**Document text:**
|---|

Inks applied on cardboard for food spoilage monitoring


Controlling food spoilage is a critical issue, not only to ensure the quality and safety of food, but also to avoid the generation of food waste. In 2016, the Food and Agriculture Organization estimated that 70% of the total food waste in the EU originated in the household, food, service, and retail sectors, and the remaining 30% in the production and processing sectors.

Based on these data, it is clear that decreasing food spoilage and extending the shelf-life is a way to reduce food waste; and this can be done through smart packaging. There are a variety of solutions to this purpose, as vacuum packaging or packaging in modified atmosphere or with the use of additives.

Smart packaging A complementary tool for reducing food wastes is to monitor the condition of packaged foods, so as to know whether or not a particular product should be displayed on the food counter or not. The main tool available to this purpose is the use of “smart packaging”, consisting in indicators external to food. “Smart packaging” is different from “active packaging”, which interacts with food, although both satisfy the demand for information on food quality, with reference to the “history” of the product and its conditions.

Among smart packaging, the most common technologies are sensors, which can show the presence or absence of a substance, its concentration and/or the extent of a given reaction. They are able to show all these variations through direct changes, such as color. An important example of the use of smart packaging is the detection of a variation of pH in the food due to the presence of microorganisms. A pH indicator is a substance that indicates the pH value (acid or basic) by its color. For example, during the spoiling process of meat and fish, there can be an increase in total volatile basic nitrogen (TVBN)inside the package, resulting from the bacterial growth or the presence of pathogens.

Hence, the use of an on-package colorimetric and pH-responsive sensor is a sensitive, simple, user-friendly, and cost-effective alternative to monitor food freshness. In this context, a team of Portuguese researchers (L. Leite et al., 2022) developed a combination of inks containing pH-indicators directly printed on cardboard for use in the packaging. More precisely, a dual-sensor approach has been developed, using a combination of two pH indicators with sensitivity for different areas of the pH scale. The use of two different indicators combined in the same solution allows a higher accuracy of the results, avoiding false positives. The five pH indicators used in this work were:

  • bromothymol blue (BB), which is yellow at pH< 6.’ and blue at pH > 7.6;
  • methyl red (MR) and methyl red sodium (MRs), both red at pH 4.4; yellow at ph 6.2 and orange at intermediate values;
  • methyl orange (MO), which is red at pH < 3.1 and yellow at pH > 4.4;
  • and bromocresol purple (BP), which is yellow below pH 5.2 and purple above pH 6.8.

As for the preparation of pH-sensitive inks and their application onto cardboard carriers, three different solutions were formulated:

  • The first, where the indicators MR:MRs were combined in a ratio of 1:1;
  • the second, combined MO:BP with the same ratio (1:1);
  • and the last, which was a combination of MR:BB in a ratio of 3:2.

|---|

Natural-language object grounding data
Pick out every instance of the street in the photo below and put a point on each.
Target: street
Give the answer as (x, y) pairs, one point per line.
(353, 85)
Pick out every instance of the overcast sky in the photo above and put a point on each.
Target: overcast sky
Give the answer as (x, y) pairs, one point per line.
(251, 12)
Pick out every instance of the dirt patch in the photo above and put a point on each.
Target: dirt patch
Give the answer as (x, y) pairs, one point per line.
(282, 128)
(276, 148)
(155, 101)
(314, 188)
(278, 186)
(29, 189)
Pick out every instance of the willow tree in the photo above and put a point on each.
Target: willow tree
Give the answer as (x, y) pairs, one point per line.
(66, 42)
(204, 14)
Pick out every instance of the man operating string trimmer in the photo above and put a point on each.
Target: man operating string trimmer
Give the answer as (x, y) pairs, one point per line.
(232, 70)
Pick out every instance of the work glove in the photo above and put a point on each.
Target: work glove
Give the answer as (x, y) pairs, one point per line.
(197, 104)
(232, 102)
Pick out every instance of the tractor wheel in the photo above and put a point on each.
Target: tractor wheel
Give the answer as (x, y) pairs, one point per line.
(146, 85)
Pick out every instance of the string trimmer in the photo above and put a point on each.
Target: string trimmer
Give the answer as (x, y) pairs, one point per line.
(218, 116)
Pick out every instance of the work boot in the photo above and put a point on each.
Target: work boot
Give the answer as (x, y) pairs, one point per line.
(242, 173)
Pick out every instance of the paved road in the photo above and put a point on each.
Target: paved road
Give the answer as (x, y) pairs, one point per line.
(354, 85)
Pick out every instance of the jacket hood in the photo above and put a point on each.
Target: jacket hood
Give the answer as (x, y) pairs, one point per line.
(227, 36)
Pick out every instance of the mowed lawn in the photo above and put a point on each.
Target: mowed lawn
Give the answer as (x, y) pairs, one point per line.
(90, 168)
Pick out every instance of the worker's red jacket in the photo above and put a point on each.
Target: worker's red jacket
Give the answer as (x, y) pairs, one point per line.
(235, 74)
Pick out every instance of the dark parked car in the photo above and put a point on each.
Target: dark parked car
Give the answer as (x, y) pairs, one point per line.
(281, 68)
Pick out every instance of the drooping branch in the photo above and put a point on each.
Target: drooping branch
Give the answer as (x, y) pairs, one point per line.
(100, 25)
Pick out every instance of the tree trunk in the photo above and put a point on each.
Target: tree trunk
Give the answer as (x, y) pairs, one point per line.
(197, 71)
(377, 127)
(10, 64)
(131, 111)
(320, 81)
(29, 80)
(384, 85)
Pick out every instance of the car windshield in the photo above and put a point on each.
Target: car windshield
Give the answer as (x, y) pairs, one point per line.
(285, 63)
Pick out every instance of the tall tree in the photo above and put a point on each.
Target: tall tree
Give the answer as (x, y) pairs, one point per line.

|---|

**Problems and tasks:**
1 – In the text on food spoilage monitoring, what share of total EU food waste did the Food and Agriculture Organization estimate came from the production and processing sectors in 2016?
2 – Revise the part of the food spoilage text that opens with the words "Inks applied on" and closes with "and processing sectors.", and write it out again with "household" changed to "home".

**Set of answers:**
1 – 30%

2 –
Inks applied on cardboard for food spoilage monitoring


Controlling food spoilage is a critical issue, not only to ensure the quality and safety of food, but also to avoid the generation of food waste. In 2016, the Food and Agriculture Organization estimated that 70% of the total food waste in the EU originated in the home, food, service, and retail sectors, and the remaining 30% in the production and processing sectors.